## [Problem description]
The records below are to be retyped in full. Keep every word.
[Opening Data to process section]
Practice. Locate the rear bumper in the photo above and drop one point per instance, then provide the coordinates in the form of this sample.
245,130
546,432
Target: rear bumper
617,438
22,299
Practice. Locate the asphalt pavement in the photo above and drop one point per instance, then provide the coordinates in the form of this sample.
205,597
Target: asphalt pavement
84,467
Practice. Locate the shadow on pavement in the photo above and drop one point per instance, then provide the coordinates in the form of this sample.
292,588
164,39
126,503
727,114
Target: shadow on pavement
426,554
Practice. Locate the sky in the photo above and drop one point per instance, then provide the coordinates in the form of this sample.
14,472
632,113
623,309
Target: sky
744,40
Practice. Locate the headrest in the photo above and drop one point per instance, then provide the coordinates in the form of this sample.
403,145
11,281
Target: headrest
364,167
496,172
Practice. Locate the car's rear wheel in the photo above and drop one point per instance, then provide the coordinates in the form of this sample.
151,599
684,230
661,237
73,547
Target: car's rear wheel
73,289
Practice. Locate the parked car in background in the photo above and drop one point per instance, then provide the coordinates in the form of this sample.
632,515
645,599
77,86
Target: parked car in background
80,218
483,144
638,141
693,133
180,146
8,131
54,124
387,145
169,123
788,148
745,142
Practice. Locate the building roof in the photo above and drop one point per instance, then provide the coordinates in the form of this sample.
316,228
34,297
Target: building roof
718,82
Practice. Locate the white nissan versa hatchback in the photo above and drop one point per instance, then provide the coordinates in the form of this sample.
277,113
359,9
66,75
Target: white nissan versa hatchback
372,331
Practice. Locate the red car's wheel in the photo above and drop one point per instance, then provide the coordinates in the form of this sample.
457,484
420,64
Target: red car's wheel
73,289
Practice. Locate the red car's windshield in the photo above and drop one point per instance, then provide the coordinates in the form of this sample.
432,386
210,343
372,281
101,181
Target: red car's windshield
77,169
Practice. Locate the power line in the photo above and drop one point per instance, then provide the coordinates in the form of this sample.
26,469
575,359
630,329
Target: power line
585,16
[Closing Data to process section]
## [Output of the exercise]
Practice. Locate the rear bumper in the photo above and drop one point per instance, then provide the coordinates in the form of this sample.
245,130
546,432
Target: rear bumper
617,438
22,299
Practice. Locate the asphalt pavement in the photo above and drop one point per instance, then provide the coordinates in the form of this sample.
205,597
Target: asphalt pavement
84,467
Practice. Locate the shadow on pavement in the photo above and drop one point per instance, then provide the coordinates in the form of this sample.
292,588
164,39
126,503
727,114
Target: shadow on pavement
426,554
Practice. Locate the sky in the photo above and drop one point per instance, then provide the coordinates in the form of this sample.
14,472
632,113
623,309
Target: sky
744,40
Practice. Locate the headrest in the photo above and drop one point per instance, then provide the coordinates in the form of this sample.
403,145
11,281
Target: headrest
364,167
496,172
Practice. Locate the car's rear wheel in the photo above and drop one point per instance, then provide the coordinates in the form of this sample.
151,599
684,230
661,237
73,547
Target: car's rear wheel
73,289
Practice. Locate the parked car in background in the photo above and drop one point per instance, then provide the coordinates in the form of this sample.
632,515
645,599
77,86
Target: parked car in background
80,218
483,144
638,141
693,133
180,146
8,131
54,124
387,145
169,123
788,148
745,142
Practice. Locate the building roof in the photo above and drop one point per instance, then provide the coordinates in the form of this sample.
316,228
34,297
Target: building roof
718,82
Practice. Locate the white nissan versa hatchback in the photo above and drop one point per instance, then provide the coordinates in the form of this sample.
277,113
359,9
66,75
Target: white nissan versa hatchback
372,331
Practice. Locate the red car's wheel in the photo above and drop one point per instance, then provide the coordinates in the form of this sample.
457,484
420,64
Target: red car's wheel
73,289
Practice. Locate the red car's windshield in the photo above and drop one point per instance, then provide the coordinates in the form of this sample.
432,386
210,343
372,281
101,181
Target: red car's windshield
77,169
Practice. Locate the power line in the photo above and drop one point per instance, then provide the coordinates in the form of this sample.
26,469
575,359
630,329
Target: power line
585,16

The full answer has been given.